• [Goal]:
Change "vertex" to "coordinate" in the data, starting at its first line and ending at the line containing "For each instance, a". Write out those lines with nothing else altered.

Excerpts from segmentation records

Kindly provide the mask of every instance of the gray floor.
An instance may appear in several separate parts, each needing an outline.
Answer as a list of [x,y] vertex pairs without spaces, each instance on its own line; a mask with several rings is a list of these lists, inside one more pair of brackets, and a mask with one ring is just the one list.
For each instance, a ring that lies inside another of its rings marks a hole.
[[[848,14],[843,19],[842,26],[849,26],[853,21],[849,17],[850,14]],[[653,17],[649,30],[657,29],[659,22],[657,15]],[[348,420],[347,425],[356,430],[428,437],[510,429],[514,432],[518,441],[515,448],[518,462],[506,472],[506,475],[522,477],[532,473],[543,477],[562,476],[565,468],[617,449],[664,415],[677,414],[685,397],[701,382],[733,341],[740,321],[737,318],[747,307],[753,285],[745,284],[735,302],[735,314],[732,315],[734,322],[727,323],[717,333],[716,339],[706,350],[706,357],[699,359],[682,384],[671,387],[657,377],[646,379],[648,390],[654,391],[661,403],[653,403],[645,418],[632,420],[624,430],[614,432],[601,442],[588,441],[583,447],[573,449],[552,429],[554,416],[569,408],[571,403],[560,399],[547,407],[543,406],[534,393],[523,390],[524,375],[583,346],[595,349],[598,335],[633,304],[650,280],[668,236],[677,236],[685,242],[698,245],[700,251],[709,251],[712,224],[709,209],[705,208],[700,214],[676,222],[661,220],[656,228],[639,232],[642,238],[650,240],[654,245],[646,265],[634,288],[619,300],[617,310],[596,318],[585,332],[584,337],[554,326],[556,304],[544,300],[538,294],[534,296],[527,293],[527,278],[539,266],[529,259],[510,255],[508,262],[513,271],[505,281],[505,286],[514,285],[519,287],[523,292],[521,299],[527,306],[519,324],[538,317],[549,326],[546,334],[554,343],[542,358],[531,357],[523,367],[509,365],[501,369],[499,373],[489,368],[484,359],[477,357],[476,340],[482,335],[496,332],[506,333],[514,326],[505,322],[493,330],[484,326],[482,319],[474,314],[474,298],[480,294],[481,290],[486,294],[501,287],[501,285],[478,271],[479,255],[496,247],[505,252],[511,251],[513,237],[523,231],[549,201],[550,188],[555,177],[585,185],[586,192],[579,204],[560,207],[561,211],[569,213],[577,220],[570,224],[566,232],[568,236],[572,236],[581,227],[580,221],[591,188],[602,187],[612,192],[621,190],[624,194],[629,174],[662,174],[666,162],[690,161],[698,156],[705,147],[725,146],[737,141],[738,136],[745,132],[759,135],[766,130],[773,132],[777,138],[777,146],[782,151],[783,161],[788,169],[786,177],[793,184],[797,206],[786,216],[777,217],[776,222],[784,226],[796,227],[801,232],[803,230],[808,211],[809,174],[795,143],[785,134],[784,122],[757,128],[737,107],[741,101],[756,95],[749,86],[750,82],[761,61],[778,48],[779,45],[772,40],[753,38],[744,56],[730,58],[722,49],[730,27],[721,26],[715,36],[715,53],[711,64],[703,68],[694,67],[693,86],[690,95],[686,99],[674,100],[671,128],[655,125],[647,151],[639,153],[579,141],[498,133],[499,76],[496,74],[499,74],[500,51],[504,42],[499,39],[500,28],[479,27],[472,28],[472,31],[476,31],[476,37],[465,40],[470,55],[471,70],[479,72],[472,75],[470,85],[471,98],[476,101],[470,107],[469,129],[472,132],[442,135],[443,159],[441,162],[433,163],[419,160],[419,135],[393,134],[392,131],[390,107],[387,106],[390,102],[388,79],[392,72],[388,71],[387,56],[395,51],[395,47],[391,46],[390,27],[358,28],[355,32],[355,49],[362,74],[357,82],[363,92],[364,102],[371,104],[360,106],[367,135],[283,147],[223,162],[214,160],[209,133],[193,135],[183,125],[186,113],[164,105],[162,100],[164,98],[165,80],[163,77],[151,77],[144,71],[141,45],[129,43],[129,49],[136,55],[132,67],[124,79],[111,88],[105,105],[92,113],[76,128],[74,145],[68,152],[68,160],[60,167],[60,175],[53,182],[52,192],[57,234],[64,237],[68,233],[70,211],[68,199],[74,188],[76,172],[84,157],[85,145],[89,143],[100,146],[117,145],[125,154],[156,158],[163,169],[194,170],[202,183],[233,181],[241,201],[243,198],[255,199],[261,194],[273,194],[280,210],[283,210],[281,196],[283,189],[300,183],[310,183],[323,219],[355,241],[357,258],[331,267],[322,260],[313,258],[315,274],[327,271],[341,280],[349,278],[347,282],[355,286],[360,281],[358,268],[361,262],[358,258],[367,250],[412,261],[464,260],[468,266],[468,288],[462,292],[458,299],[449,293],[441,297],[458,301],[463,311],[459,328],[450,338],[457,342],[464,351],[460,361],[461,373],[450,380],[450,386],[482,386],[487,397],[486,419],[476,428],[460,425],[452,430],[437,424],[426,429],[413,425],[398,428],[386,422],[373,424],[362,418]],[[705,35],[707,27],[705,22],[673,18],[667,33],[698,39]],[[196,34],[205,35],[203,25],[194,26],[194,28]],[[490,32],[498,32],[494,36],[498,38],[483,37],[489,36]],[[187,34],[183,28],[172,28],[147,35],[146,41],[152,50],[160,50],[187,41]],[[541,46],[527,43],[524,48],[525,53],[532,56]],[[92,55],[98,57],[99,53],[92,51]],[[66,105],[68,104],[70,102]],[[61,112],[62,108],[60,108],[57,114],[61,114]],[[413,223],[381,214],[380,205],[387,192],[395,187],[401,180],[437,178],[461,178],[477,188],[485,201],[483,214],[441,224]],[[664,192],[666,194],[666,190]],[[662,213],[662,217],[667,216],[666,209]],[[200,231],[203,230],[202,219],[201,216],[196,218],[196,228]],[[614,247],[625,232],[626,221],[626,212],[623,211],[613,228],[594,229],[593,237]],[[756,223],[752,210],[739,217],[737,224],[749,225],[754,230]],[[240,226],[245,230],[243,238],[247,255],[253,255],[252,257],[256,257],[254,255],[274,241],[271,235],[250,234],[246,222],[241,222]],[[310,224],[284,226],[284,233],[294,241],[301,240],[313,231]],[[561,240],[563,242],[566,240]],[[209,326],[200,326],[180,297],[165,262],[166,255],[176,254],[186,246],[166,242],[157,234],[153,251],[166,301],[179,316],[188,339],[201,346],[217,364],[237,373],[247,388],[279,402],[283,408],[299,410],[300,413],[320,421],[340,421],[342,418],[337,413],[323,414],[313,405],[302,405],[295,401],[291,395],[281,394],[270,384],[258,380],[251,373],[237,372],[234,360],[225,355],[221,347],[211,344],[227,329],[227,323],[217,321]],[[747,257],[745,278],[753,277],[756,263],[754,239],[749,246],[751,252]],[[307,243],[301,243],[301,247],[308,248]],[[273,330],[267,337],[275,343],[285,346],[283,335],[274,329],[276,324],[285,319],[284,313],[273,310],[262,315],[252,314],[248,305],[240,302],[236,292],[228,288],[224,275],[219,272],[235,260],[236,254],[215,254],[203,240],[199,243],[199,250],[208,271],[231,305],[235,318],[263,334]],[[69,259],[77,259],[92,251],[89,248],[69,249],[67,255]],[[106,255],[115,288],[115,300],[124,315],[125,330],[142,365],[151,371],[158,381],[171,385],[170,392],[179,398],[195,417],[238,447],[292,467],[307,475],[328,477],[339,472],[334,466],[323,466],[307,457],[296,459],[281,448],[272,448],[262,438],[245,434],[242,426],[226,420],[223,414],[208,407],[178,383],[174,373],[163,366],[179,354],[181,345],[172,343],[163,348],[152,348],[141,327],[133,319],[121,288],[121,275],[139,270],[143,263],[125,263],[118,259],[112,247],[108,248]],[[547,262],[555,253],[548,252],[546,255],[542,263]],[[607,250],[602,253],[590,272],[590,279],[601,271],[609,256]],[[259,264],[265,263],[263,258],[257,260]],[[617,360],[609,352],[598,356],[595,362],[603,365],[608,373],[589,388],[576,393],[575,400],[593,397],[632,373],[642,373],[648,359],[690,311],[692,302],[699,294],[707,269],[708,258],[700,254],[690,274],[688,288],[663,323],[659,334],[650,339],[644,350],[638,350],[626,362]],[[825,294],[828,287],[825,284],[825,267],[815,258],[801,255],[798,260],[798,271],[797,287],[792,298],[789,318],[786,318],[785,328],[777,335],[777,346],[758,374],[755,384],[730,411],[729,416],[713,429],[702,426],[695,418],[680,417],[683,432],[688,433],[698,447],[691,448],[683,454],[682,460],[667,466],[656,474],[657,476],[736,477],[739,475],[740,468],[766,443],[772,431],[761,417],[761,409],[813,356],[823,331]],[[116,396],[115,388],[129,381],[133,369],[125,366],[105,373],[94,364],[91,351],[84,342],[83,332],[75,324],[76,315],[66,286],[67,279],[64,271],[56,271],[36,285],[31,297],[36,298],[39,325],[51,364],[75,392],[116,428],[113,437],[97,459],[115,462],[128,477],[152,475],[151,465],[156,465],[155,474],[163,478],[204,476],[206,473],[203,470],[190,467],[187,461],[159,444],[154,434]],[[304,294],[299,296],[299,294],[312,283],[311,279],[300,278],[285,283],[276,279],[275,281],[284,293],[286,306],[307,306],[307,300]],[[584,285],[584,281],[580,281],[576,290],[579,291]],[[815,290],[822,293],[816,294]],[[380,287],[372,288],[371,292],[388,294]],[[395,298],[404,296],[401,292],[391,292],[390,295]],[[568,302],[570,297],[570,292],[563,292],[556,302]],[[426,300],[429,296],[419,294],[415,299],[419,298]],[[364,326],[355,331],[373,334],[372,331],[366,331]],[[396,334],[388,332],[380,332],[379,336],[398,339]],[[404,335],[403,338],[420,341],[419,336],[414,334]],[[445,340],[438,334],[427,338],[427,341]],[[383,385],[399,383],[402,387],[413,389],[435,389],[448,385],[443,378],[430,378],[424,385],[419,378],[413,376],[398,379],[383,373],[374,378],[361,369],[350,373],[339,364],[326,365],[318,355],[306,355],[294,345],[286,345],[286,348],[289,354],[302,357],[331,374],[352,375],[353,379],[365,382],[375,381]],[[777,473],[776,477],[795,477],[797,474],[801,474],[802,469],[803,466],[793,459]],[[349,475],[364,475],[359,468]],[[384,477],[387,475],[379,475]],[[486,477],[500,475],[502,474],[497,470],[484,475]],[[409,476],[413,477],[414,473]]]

• [Written solution]:
Kindly provide the mask of every instance of the gray floor.
An instance may appear in several separate parts, each needing an outline.
Answer as a list of [x,y] coordinate pairs without spaces, each instance on its own line; a mask with several rings is a list of these lists, inside one more pair of brackets, and a mask with one ring is just the one list.
For each instance, a ring that lies inside another of its rings marks a hole.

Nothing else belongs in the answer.